**YOUR OBJECTIVE**
Locate the line containing "wanted | a marker on every instance of the blue cricket" in the data below. Reproduce it and every following line up to the end, exactly as given.

**SUPPLIED DATA**
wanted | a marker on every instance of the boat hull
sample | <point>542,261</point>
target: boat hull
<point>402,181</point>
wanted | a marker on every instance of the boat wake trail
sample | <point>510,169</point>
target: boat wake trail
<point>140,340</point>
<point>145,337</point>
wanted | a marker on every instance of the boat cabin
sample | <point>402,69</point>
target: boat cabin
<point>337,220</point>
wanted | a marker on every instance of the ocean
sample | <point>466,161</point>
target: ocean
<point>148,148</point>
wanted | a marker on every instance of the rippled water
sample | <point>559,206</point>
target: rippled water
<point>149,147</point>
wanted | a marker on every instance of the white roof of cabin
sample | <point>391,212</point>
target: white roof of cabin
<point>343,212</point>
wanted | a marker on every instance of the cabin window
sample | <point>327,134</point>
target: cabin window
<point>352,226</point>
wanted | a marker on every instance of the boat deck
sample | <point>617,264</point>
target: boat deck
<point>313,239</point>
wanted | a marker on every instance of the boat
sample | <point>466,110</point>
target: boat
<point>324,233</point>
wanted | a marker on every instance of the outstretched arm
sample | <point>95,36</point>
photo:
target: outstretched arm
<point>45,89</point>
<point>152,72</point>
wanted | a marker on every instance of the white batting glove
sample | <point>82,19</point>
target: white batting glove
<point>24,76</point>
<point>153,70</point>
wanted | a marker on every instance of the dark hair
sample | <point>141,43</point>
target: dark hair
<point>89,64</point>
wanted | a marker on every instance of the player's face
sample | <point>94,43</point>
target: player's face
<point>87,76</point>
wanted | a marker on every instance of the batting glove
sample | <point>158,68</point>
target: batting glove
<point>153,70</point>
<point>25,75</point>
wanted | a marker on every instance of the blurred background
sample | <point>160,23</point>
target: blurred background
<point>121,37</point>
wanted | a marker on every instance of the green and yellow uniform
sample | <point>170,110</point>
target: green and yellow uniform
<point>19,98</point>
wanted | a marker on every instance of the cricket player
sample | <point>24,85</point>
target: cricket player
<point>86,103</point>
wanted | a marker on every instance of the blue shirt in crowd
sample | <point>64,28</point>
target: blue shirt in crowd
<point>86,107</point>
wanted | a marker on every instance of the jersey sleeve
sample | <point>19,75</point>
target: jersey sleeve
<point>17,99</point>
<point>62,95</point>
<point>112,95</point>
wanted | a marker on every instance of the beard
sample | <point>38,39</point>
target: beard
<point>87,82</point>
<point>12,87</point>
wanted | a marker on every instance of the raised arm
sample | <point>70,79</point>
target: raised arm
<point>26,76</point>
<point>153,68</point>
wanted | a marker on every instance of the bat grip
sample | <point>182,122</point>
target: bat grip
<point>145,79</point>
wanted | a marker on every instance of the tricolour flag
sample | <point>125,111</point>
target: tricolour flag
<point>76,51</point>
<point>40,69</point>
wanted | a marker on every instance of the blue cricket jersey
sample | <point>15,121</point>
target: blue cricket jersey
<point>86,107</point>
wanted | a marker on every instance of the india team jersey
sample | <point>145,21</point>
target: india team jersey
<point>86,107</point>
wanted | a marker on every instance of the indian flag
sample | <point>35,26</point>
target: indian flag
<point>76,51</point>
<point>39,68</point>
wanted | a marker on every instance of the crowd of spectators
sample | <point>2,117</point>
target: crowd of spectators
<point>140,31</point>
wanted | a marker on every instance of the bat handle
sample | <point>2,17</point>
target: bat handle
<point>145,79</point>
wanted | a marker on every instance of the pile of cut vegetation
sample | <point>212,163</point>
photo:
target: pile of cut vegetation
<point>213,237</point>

**SOLUTION**
wanted | a marker on every instance of the blue cricket jersey
sample | <point>15,121</point>
target: blue cricket jersey
<point>86,107</point>
wanted | a marker on every instance of the india team jersey
sample | <point>145,21</point>
target: india team jersey
<point>86,107</point>
wanted | a marker on every instance of the indian flag
sample | <point>35,26</point>
target: indian flag
<point>76,51</point>
<point>39,68</point>
wanted | a marker on every instance of the crowd of spectators
sample | <point>2,117</point>
target: crowd of spectators
<point>140,31</point>
wanted | a marker on every instance of the bat handle
sample | <point>2,17</point>
target: bat handle
<point>145,79</point>
wanted | a marker on every instance of the pile of cut vegetation
sample | <point>212,163</point>
photo:
target: pile of cut vegetation
<point>213,237</point>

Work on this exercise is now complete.